Exercise description:
Everything from the line containing "blue baseball cap." through the last line of the records must be returned verbatim, and nothing outside that range.

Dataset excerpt
::::::::::

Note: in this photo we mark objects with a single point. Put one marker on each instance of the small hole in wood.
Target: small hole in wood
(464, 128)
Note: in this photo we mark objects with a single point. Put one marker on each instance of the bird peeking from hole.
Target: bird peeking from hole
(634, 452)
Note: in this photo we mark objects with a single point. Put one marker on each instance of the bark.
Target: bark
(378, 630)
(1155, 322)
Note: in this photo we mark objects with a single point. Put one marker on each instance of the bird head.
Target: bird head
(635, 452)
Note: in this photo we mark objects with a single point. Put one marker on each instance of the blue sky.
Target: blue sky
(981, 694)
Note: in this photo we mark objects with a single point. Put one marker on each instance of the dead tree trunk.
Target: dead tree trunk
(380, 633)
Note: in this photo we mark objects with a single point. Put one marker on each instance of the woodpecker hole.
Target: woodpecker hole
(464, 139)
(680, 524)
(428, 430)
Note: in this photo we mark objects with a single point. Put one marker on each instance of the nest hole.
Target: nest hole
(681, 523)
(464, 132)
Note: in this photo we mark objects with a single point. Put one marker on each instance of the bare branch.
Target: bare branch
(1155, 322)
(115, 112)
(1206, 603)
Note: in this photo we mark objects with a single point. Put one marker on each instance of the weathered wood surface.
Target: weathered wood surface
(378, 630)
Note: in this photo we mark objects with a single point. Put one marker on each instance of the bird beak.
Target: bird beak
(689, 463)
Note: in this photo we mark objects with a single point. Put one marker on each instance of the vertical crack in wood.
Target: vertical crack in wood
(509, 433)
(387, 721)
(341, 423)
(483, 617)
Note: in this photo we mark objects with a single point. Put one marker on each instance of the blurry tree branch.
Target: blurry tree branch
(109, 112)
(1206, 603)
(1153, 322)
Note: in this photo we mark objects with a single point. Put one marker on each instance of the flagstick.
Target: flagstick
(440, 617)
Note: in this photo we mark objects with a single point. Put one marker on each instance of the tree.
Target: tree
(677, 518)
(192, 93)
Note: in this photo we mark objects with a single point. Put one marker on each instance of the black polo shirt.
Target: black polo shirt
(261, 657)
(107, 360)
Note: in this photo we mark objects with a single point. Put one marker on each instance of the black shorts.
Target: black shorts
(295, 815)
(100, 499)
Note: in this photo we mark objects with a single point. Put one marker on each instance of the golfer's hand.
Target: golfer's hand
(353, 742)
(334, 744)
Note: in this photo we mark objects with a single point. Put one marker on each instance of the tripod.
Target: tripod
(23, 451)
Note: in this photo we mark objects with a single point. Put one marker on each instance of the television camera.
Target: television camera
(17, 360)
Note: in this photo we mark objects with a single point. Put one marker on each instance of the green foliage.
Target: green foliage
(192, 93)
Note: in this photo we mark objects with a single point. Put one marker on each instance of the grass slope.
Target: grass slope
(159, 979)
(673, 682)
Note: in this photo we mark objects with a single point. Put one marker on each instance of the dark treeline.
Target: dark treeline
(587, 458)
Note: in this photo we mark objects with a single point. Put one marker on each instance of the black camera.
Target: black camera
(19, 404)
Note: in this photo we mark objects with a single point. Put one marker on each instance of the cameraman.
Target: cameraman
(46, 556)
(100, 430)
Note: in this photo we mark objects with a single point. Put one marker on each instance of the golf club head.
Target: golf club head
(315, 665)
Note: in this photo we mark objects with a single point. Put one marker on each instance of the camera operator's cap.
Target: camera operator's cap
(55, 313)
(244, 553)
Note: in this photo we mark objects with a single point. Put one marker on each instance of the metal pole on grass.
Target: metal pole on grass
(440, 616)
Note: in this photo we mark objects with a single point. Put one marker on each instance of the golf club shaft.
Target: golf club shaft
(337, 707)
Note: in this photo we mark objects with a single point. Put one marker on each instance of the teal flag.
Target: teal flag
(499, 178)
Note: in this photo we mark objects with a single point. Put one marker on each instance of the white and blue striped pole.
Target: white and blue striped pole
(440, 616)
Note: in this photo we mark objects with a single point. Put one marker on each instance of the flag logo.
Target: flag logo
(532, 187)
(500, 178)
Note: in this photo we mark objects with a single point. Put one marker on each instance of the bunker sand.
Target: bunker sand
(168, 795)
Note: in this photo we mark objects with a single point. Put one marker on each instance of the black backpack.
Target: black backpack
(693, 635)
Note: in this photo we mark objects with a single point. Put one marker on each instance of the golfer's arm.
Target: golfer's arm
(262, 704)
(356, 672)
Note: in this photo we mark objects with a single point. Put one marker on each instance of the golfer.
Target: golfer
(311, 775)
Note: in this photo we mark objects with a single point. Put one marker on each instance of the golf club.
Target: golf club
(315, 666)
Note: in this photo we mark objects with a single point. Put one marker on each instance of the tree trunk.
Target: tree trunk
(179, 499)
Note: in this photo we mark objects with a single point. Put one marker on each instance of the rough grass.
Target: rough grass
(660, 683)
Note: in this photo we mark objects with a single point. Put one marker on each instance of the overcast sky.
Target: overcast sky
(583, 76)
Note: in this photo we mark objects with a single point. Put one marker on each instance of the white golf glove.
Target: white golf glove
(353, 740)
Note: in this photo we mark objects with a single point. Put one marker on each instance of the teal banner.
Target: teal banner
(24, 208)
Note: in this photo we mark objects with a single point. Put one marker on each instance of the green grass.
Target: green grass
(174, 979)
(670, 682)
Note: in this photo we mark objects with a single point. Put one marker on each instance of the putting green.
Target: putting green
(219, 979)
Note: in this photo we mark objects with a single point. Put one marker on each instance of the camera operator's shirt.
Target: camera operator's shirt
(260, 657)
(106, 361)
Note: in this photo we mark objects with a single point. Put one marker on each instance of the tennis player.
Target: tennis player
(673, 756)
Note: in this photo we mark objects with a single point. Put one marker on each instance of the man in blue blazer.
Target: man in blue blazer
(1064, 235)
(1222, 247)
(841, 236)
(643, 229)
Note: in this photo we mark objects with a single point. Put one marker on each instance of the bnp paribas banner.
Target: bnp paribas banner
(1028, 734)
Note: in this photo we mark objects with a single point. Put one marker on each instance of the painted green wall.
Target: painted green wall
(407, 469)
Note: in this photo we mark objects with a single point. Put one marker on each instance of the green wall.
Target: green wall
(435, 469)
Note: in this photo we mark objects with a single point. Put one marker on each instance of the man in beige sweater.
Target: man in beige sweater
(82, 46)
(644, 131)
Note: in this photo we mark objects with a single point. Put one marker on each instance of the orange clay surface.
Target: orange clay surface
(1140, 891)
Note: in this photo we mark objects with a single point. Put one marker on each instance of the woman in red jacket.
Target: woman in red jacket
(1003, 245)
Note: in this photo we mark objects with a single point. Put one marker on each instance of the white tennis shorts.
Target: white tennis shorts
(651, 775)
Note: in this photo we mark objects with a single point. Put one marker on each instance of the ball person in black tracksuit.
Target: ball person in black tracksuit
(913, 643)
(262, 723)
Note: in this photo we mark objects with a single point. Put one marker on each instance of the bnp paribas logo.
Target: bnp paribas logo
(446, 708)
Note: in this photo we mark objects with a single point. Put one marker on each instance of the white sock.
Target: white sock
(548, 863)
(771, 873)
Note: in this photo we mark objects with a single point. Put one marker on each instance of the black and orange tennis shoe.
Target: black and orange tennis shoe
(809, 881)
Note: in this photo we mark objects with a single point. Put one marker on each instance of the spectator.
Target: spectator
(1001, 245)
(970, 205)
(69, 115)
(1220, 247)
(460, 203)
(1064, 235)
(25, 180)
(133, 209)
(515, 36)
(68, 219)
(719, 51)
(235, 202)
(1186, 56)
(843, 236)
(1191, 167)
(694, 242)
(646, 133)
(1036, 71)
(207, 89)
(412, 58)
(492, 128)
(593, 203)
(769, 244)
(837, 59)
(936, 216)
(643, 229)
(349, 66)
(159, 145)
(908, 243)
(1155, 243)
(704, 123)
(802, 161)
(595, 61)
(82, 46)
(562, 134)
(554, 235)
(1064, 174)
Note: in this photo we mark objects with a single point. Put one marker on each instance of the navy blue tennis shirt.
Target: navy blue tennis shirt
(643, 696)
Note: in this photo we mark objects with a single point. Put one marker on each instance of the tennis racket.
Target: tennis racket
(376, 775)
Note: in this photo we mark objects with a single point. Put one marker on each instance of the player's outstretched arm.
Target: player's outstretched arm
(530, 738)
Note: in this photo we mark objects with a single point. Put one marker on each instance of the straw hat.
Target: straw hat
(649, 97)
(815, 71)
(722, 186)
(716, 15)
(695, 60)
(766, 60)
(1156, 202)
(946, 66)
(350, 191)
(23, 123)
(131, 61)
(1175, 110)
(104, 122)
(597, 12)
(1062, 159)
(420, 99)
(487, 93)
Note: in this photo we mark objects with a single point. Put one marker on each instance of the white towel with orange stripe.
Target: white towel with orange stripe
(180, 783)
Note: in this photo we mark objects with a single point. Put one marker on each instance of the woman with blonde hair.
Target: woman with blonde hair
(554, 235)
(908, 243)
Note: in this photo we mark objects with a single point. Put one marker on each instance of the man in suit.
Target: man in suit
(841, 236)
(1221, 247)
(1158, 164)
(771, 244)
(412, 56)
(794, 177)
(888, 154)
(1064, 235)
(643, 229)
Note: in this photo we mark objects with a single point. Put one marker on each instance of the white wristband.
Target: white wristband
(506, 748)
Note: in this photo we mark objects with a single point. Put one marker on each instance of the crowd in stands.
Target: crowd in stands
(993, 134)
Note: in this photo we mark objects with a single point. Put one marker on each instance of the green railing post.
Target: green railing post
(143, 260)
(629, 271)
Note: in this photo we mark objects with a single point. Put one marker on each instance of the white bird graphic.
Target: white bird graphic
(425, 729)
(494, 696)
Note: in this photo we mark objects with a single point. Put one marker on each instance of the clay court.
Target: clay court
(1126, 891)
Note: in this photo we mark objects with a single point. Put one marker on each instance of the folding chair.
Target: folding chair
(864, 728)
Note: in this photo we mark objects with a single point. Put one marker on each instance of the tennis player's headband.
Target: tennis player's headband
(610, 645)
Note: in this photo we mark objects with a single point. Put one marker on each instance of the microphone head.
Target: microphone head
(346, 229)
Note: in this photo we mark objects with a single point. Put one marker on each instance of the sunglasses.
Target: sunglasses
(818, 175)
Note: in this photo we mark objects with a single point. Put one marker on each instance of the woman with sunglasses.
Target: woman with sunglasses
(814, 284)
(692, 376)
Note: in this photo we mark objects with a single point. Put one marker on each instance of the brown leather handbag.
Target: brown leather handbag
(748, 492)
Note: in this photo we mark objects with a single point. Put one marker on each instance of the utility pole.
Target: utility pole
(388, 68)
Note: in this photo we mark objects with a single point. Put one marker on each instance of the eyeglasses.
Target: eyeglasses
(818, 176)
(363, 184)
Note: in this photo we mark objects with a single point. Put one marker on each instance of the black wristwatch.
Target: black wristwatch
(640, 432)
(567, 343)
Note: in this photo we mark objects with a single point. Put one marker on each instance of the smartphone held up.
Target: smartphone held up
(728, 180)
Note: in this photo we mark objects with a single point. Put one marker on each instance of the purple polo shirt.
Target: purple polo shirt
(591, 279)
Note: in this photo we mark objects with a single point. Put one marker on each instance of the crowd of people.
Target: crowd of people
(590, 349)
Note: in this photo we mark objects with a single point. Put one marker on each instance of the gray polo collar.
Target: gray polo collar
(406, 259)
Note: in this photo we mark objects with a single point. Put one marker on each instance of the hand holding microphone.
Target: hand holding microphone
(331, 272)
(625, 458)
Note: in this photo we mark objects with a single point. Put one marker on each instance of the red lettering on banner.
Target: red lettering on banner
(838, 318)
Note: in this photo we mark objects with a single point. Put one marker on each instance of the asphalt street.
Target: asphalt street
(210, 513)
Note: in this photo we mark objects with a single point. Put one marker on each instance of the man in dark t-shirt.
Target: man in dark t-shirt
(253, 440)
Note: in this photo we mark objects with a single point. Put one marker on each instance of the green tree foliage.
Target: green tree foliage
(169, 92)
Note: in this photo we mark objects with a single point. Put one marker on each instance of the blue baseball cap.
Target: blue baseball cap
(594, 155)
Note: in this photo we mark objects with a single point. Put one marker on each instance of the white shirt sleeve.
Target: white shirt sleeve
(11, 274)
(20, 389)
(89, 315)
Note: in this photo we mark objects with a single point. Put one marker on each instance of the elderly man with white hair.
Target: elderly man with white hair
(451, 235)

::::::::::

Result:
Note: in this photo we mark objects with a single point. Put one marker on each instance of the blue baseball cap.
Target: blue baseball cap
(594, 155)
Note: in this photo we mark objects with a single point. Put one marker on each instance of the white shirt sleeve.
Target: white shirt sleeve
(11, 274)
(20, 389)
(89, 315)
Note: in this photo we mark objects with a single point. Put one marker on each instance of the elderly man with white hair.
Target: elderly man with white hair
(451, 235)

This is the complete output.